▶ _The records_
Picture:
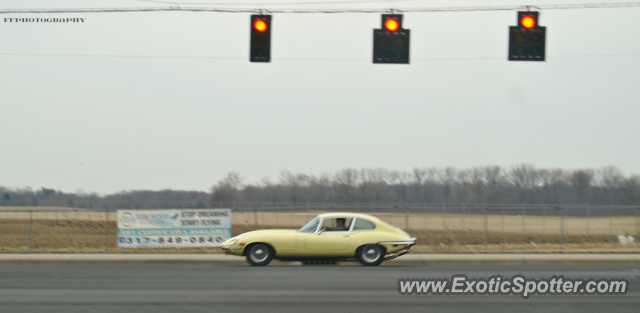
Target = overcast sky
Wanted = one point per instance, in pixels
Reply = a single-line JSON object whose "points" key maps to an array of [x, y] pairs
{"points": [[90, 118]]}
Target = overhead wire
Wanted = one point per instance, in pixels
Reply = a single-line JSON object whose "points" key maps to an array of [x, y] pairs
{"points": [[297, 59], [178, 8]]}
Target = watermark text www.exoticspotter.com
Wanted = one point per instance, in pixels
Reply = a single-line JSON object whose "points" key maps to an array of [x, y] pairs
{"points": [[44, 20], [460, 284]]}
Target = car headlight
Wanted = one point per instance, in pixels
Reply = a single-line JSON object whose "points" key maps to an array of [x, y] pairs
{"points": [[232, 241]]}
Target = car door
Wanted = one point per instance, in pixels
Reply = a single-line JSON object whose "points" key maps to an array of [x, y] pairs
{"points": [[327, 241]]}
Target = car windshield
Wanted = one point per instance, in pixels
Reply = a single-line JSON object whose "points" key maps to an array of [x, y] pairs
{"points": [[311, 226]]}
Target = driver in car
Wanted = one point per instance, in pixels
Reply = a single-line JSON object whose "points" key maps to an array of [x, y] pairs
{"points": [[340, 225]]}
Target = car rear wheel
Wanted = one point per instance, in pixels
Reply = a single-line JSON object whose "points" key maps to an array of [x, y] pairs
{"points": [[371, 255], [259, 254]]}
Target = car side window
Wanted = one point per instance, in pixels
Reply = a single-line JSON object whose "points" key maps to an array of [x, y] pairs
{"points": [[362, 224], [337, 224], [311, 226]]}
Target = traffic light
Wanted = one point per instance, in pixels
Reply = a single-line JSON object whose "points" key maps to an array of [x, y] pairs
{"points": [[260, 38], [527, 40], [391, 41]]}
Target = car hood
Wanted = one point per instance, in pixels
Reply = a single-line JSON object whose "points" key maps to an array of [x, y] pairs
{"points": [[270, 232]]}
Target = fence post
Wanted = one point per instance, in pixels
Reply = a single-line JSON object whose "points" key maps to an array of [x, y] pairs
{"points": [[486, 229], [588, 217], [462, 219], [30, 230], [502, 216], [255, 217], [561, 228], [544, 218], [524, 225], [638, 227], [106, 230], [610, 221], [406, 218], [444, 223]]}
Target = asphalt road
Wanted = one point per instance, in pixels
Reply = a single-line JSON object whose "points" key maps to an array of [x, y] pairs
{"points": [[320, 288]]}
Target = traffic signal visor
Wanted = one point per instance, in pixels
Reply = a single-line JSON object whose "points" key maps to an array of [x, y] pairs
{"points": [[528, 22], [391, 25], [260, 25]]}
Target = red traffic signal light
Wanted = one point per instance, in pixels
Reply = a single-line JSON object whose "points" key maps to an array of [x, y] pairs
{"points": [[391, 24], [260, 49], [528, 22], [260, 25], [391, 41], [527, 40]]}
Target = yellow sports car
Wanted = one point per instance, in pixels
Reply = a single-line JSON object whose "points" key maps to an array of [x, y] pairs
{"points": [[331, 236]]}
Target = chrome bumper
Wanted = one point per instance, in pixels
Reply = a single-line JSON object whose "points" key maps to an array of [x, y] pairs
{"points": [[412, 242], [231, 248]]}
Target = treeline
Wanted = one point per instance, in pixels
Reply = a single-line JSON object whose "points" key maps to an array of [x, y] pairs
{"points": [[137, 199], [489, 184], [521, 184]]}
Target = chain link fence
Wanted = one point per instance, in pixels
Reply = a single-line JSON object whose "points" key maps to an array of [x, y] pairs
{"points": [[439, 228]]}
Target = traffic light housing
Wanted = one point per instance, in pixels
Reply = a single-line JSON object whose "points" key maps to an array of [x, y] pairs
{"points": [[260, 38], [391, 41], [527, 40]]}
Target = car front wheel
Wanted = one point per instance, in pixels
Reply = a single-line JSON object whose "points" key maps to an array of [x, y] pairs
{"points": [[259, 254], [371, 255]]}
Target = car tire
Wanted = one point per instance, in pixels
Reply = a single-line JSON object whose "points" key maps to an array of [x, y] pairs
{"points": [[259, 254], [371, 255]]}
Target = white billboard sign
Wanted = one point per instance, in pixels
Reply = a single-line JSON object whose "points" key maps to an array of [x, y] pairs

▶ _What you will do_
An exact copy of the entries, minus the pictures, is what's needed here.

▶ _Exercise output_
Picture:
Target = overcast sky
Wanted = one point per instance, in pixels
Reply = a single-line JSON object whose "points" key maps to an array of [x, y] pairs
{"points": [[90, 118]]}
Target = overhead wire
Wanted = one point per instance, in pixels
Reply = a single-line JSON object whose "points" key maps to an array of [x, y] pairs
{"points": [[297, 59], [178, 8]]}
Target = watermark text www.exoticspotter.com
Wanted = one point per instance, in pixels
Reply = a single-line JSON object whose "points" key maps to an array of [x, y] pairs
{"points": [[44, 20], [460, 284]]}
Target = car headlight
Wanted = one point per instance, in pixels
Reply = a single-line JSON object whose "points" key maps to an array of [x, y] pairs
{"points": [[232, 241]]}
Target = car door
Wanted = one point per instance, in pixels
Reply = a single-line JSON object whose "points" key maps to an array of [x, y] pairs
{"points": [[327, 241]]}
Target = car windshield
Wanted = one point per instance, in pixels
Reply = a single-line JSON object whose "points" key maps to an array of [x, y] pairs
{"points": [[311, 226]]}
Target = driver in car
Wanted = one point per instance, in pixels
Reply = a single-line JSON object whose "points" key maps to an array of [x, y] pairs
{"points": [[340, 225]]}
Target = car rear wheel
Wanted = one point per instance, in pixels
Reply = a single-line JSON object whose "points" key maps to an array of [x, y] pairs
{"points": [[371, 255], [259, 254]]}
Target = car side window
Wanted = one point per instance, in pixels
Reply = a single-line JSON object whose "points" key maps to an array of [x, y] pairs
{"points": [[362, 224], [337, 224], [311, 226]]}
Target = traffic light
Wanted = one point per instance, in pixels
Reply = a single-line JSON object whose "points" key maps to an array of [x, y] pairs
{"points": [[260, 38], [527, 40], [391, 41]]}
Target = car hood
Wanted = one point per instance, in pixels
Reply = a single-line JSON object whose "points" key maps to an array of [x, y] pairs
{"points": [[270, 232]]}
Target = fence post
Wanted = one point per instance, in pixels
Reply = a single-line JSON object whose "points" key maps to an array of [x, y] pairs
{"points": [[486, 229], [588, 217], [462, 219], [30, 230], [502, 216], [255, 217], [561, 228], [544, 218], [524, 225], [638, 227], [106, 230], [610, 221], [406, 218], [444, 223]]}
Target = asphalt road
Wanted = one point per instance, in pixels
Reply = a single-line JSON object whose "points" key maps to an array of [x, y] pairs
{"points": [[320, 288]]}
Target = traffic signal visor
Wanted = one point per instance, in pixels
Reply = a single-line JSON object whose "points" key maps to an array of [x, y] pairs
{"points": [[528, 22], [391, 25], [260, 25]]}
Target = red traffic signal light
Wanted = one point per instance, in pixels
Reply = a single-line JSON object whose "points" key maps to an array of [x, y] pairs
{"points": [[391, 24], [260, 49], [528, 22], [260, 25], [391, 41], [527, 40]]}
Target = yellow sports car
Wanted = one point per instance, in pixels
Reply = a single-line JSON object whose "points" key maps to an array of [x, y] pairs
{"points": [[331, 236]]}
Target = chrome bumper
Wanted = one point per instance, in pixels
Reply = a single-line JSON object whose "points" key maps to an array of [x, y] pairs
{"points": [[412, 242], [231, 248]]}
Target = treeline
Wanted = one point per instance, in pixels
Reply = a single-line JSON object whose "points" key maps to an array of [x, y] pairs
{"points": [[137, 199], [489, 184], [521, 184]]}
Target = chain link fence
Wanted = one point per instance, in pixels
Reply = a single-line JSON object whose "points" key maps to an array of [x, y] pairs
{"points": [[439, 228]]}
Target = traffic light housing
Wanted = one point per instance, in pixels
Reply = a single-line JSON object whose "points" key maps to an array of [x, y] pairs
{"points": [[260, 38], [391, 41], [527, 40]]}
Target = car front wheel
Wanted = one point per instance, in pixels
Reply = a single-line JSON object whose "points" key maps to an array of [x, y] pairs
{"points": [[259, 254], [371, 255]]}
Target = car tire
Wanted = one point per instance, in pixels
Reply = a single-line JSON object whose "points" key maps to an array of [x, y] pairs
{"points": [[259, 254], [371, 255]]}
Target = white billboard sign
Wanted = one point per instance, in pixels
Reply = a single-line JSON object whose "points" key maps to an array of [x, y] pairs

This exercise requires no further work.